__Prompt__. Word for word, copy the line that contains "Exercise. Point out the flower petal" and each line after it in the data below. Pictures stay out of the copy.

__Listed records__.
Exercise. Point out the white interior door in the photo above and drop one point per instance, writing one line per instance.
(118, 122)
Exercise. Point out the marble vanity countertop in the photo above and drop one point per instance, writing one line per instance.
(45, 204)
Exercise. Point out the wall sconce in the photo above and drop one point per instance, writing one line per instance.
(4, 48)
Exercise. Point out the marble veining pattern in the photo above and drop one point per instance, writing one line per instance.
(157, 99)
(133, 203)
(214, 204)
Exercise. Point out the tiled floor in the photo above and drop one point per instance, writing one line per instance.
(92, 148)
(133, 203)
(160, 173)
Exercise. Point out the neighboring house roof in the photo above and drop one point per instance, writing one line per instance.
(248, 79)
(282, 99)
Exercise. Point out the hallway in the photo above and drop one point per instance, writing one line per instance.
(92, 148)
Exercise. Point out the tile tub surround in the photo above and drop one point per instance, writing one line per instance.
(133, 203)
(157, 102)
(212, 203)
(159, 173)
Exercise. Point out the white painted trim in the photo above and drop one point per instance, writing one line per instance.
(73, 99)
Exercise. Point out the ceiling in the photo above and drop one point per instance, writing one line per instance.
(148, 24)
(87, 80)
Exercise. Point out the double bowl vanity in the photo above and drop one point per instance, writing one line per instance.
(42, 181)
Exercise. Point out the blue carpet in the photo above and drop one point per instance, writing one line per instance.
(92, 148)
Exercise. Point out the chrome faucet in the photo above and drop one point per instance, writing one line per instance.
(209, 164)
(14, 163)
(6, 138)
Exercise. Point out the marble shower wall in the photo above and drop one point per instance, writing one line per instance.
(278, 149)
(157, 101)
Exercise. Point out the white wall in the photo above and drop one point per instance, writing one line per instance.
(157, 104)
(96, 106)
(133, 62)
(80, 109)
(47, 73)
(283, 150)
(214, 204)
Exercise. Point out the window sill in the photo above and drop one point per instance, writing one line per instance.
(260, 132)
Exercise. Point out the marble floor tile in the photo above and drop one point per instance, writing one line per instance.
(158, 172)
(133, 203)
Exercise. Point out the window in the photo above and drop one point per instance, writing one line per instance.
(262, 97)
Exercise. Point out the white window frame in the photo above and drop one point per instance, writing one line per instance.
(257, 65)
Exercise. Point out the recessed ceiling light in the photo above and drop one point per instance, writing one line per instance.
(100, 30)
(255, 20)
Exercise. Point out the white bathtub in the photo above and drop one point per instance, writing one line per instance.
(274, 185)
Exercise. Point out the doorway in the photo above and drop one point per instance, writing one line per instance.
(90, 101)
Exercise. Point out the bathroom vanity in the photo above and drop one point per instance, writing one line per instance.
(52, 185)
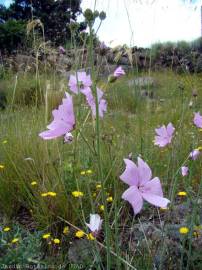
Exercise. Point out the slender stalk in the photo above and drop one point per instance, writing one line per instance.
(98, 146)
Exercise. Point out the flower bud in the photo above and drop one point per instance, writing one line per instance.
(102, 16)
(111, 78)
(89, 16)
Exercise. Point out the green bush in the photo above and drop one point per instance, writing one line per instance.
(12, 35)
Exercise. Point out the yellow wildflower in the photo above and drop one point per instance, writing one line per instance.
(77, 194)
(52, 194)
(6, 229)
(15, 240)
(182, 193)
(33, 183)
(66, 230)
(46, 236)
(90, 236)
(89, 171)
(183, 230)
(164, 208)
(44, 194)
(101, 207)
(110, 199)
(79, 234)
(56, 241)
(199, 227)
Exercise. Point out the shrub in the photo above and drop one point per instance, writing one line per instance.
(12, 34)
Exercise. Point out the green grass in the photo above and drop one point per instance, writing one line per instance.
(128, 126)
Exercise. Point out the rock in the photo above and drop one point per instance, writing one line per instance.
(81, 251)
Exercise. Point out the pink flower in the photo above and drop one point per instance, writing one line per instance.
(198, 120)
(61, 50)
(68, 138)
(184, 170)
(164, 135)
(119, 72)
(84, 81)
(63, 122)
(194, 154)
(95, 223)
(142, 187)
(103, 46)
(91, 101)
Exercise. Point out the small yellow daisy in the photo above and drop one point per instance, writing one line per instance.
(44, 194)
(90, 236)
(77, 194)
(183, 230)
(15, 240)
(56, 241)
(33, 183)
(79, 234)
(164, 208)
(46, 236)
(182, 193)
(6, 229)
(66, 230)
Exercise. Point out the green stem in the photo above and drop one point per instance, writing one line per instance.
(98, 146)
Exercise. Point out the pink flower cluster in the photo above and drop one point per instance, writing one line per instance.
(63, 117)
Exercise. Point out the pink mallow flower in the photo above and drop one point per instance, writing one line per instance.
(142, 187)
(184, 170)
(198, 120)
(95, 223)
(91, 101)
(79, 82)
(194, 154)
(119, 72)
(63, 122)
(164, 135)
(61, 49)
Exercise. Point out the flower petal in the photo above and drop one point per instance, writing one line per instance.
(155, 199)
(130, 176)
(144, 171)
(170, 129)
(153, 187)
(134, 197)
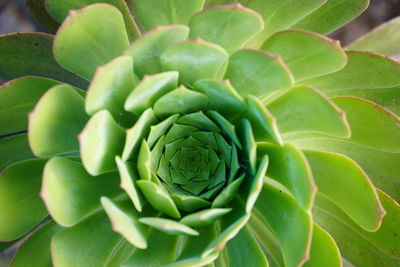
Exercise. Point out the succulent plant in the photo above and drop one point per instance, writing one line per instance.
(192, 133)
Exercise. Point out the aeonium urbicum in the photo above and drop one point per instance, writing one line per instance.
(188, 149)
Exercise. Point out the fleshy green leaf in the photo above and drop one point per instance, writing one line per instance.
(35, 251)
(60, 9)
(161, 251)
(135, 134)
(195, 60)
(232, 223)
(165, 12)
(304, 110)
(382, 167)
(289, 167)
(323, 247)
(194, 246)
(243, 250)
(364, 70)
(264, 125)
(189, 203)
(258, 73)
(204, 217)
(30, 54)
(111, 85)
(37, 8)
(158, 198)
(17, 98)
(149, 90)
(99, 142)
(345, 183)
(362, 248)
(178, 101)
(384, 39)
(71, 194)
(21, 209)
(222, 97)
(306, 54)
(228, 26)
(129, 176)
(54, 125)
(168, 226)
(279, 15)
(8, 148)
(389, 98)
(228, 193)
(147, 49)
(332, 15)
(291, 225)
(124, 220)
(370, 124)
(91, 241)
(90, 37)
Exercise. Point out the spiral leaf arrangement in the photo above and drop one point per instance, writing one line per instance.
(225, 135)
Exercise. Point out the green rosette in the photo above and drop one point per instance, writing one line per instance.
(208, 136)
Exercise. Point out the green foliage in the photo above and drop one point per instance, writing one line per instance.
(212, 133)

__Answer space__.
Exercise. Point out the flower petal in the photo above and drop one point per instance, writing one line per instance.
(155, 199)
(130, 176)
(144, 171)
(170, 129)
(153, 187)
(134, 197)
Exercise. Point out the succulent plant in the photo above and drop one point per instance, writing one line per instance.
(192, 133)
Exercise. Point out the aeonium urbicum in the photo above and drop one point per instance, writing one line per instance.
(188, 149)
Exercise. Point out the fleshy green leaf in the photo above and drop one point per instance, writing one line per instance.
(35, 251)
(60, 9)
(161, 251)
(135, 134)
(195, 60)
(232, 223)
(165, 12)
(304, 110)
(382, 167)
(289, 167)
(323, 247)
(194, 246)
(243, 250)
(364, 70)
(264, 125)
(189, 203)
(258, 73)
(204, 217)
(30, 54)
(111, 85)
(37, 8)
(158, 198)
(17, 98)
(149, 90)
(99, 142)
(345, 183)
(362, 248)
(178, 101)
(384, 39)
(71, 194)
(21, 209)
(222, 97)
(306, 54)
(228, 26)
(129, 176)
(54, 125)
(168, 226)
(279, 15)
(8, 148)
(389, 98)
(228, 193)
(147, 49)
(332, 15)
(291, 225)
(124, 220)
(370, 124)
(91, 241)
(90, 37)
Exercise. Point out the spiral leaf arrangement in the photo above and drop one point per instance, writing one line per instance.
(225, 135)
Exercise. Point out the green rosette in the photo above and drop one point per instance, writing one line per instance.
(208, 136)
Exercise. Point out the green foliage in the photo above and drop one point per instance, writing one line per instance.
(212, 133)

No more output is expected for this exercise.